CONSIGNA 1: Enumera todos los nombres de países y de estados que aparecen en el texto de lectura.
CONSIGNA 2: Extrae del texto de lectura el pasaje que va desde "Ambas familias fueron" hasta "resuelvan sus casos.", ambos incluidos, y cópialo sin cambios.

El Servicio de Inmigración y Control de Aduanas de Estados Unidos (ICE, por sus siglas en inglés) 'deportó' a un niño estadounidense de 4 años y que padece de cáncer junto a su madre hacia Honduras, debido a que ella es indocumentada.
El pequeño, quien está en una etapa avanzada de la enfermedad, se quedó sin la posibilidad de poder acceder a su tratamiento; sin embargo, ese no fue un argumento suficiente para que el menor y su mamá, quien es hondureña, pudieran continuar en ese país.
De acuerdo con la BBC Mundo, el abogado de la familia informó al ICE sobre el estado de salud de la menor, pero estos alegaron que fue la madre quien decidió llevársela con ella.
Juez detiene deportación a Honduras de niña de 2 años nacida en Estados Unidos
Este caso se suma al de otros dos menores que fueron expulsados con sus madres el pasado viernes 25 de abril, cuando las mujeres asistían a una cita migratoria.
Ambas familias fueron detenidas en una de sus visitas programadas a las oficinas de migración. Estaban en el Programa de Comparecencia con Supervisión Intensiva, un programa de libertad condicional que permite a las personas que están en un proceso migratorio permanecer en el país hasta que se resuelvan sus casos.
Zar de la frontera justifica 'deportación'
Al respecto, el zar de la frontera, Tom Homan, aseguró que fue decisión de las madres llevarse a los niños, pese a que son ciudadanos americanos. Asimismo, se justificó diciendo que era mejor que estuvieran juntos a separar a la familia.
"Mantenemos a las familias unidas ( ... ) Lo que hicimos fue retirar a los niños con sus madres, quienes solicitaron que se fueran con ellas ( ... ) No fueron deportados. No deportamos a ciudadanos estadounidenses. Sus padres tomaron esa decisión, no el gobierno de Estados Unidos", argumentó.
Tras las deportaciones, la congresista del estado de California, Norma Torres, dijo que no permitiría que se violenten los derechos básicos de los menores y prometió que no se quedaría de brazos cruzados.
"Esta es una traición escandalosa e inhumana a los valores estadounidenses: niños ciudadanos estadounidenses despojados de sus derechos y enviados lejos como si fueran carga. Deportar a niños estadounidenses no es una política: es crueldad. No me quedaré de brazos cruzados mientras se pisotean los derechos básicos. Exigimos justicia ya", escribió en redes.

DATOS PARA REVISAR:
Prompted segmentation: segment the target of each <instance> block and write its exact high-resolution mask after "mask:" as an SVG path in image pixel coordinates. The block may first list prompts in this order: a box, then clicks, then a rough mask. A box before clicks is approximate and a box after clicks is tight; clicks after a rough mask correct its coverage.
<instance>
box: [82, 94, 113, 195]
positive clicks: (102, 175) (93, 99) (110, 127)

---

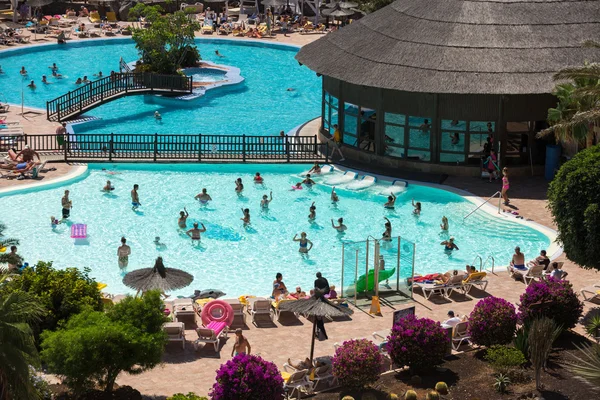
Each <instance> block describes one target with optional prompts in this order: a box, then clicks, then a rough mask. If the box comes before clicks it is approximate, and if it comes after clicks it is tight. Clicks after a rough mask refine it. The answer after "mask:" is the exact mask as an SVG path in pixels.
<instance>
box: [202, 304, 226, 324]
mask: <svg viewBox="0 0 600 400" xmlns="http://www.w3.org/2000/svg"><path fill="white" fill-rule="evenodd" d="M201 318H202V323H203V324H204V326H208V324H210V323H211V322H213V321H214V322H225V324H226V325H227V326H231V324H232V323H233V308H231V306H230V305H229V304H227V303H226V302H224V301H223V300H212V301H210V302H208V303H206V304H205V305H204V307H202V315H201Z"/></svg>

RESPUESTA ESCRITA 1: Estados Unidos, Honduras, California

RESPUESTA ESCRITA 2:
Ambas familias fueron detenidas en una de sus visitas programadas a las oficinas de migración. Estaban en el Programa de Comparecencia con Supervisión Intensiva, un programa de libertad condicional que permite a las personas que están en un proceso migratorio permanecer en el país hasta que se resuelvan sus casos.